What the exercise asks: Put each line of the records below into a numbered list, leaving out any blank lines.

┌────────

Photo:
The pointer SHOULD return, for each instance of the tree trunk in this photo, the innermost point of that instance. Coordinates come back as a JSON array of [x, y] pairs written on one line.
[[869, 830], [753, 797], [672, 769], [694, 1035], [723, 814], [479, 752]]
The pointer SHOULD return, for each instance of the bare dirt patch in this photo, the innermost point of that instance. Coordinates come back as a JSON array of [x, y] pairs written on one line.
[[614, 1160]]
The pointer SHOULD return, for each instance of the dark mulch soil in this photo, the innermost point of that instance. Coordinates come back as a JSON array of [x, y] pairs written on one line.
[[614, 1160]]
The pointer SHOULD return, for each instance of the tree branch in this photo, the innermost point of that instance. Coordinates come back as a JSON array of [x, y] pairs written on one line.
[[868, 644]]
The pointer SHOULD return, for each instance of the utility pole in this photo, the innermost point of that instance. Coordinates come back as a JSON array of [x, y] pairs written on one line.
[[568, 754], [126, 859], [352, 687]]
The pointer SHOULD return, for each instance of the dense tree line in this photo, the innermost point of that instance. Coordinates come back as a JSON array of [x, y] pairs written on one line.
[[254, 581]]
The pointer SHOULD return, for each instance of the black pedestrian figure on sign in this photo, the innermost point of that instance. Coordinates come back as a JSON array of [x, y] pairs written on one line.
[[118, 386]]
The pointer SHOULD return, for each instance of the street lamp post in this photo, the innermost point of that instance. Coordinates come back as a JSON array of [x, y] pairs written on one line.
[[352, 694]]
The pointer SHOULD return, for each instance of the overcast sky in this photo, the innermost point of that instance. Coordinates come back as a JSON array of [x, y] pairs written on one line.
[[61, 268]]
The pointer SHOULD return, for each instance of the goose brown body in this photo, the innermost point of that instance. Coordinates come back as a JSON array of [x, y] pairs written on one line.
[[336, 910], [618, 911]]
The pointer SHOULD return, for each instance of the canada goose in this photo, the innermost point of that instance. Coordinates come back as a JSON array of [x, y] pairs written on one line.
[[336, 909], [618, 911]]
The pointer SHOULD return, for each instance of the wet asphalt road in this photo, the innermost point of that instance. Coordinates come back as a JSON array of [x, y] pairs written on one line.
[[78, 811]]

└────────

Problem solution:
1. Photo:
2. The pointer SHOULD return, for each instance of the tree trunk in this photo, the innermost point of that instance. Coordinates come back as a JSON array of [x, y] pairs written on one line.
3. [[869, 830], [753, 797], [672, 769], [694, 1035], [723, 814], [479, 752]]
4. The pointer SHOULD return, for each instance of the bare dirt patch in this photo, the innermost point of that instance. Coordinates come back as a JSON array of [x, y] pairs written on one line.
5. [[614, 1160]]
6. The pointer SHOULD return, for each instance of the dark mulch soil in this photo, the innermost point of that instance. Coordinates come back as a JSON array of [x, y] pairs written on one line.
7. [[614, 1160]]
8. The pointer SHOULD return, for each instance of the tree branch in this photo, the innermost point of that instance. Coordinates come back as a JSON array of [x, y] pairs written on one line.
9. [[868, 644]]
10. The pointer SHOULD return, for each instance of the utility pole in this photo, the innermost point of that instance. Coordinates come back as a JSON array of [x, y] pairs written on one line.
11. [[568, 754], [126, 859], [352, 687]]
12. The pointer SHOULD return, for each instance of the dense tree line in this photo, the innermost point of that instance. Coordinates come back as a JSON array of [x, y] pairs written on one line.
13. [[254, 581]]
14. The pointer SHOULD return, for each instance of the black pedestrian figure on sign in this photo, the innermost point of that instance. Coordinates come back as a JSON array of [x, y] pairs written on one line.
15. [[118, 386]]
16. The pointer SHOULD return, for each instance of the street lamp post in this photo, the innermost point of that instance. Coordinates come back as a JSON array of [x, y] pairs written on one line.
17. [[352, 694]]
18. The pointer SHOULD return, for each instance of the overcast sky in this photo, the innermost point of that instance. Coordinates come back as a JSON array of [x, y] pairs written on one line.
19. [[61, 268]]
20. The pointer SHOULD return, for each instance of the goose brown body in this photo, the innermost point of that instance. Coordinates come back as a JSON array of [x, y] pairs written on one line.
21. [[336, 910], [618, 911]]
22. The pointer SHOULD return, for each instance of the canada goose in this photo, the innermost point of that instance. Coordinates come back as a JSON array of [x, y] pairs written on one line.
23. [[336, 909], [618, 911]]
24. The pointer SHOULD return, for each instance of the wet asphalt road in this photo, the innermost point of that instance. Coordinates come back as a JSON array of [x, y] pairs written on one line.
25. [[78, 811]]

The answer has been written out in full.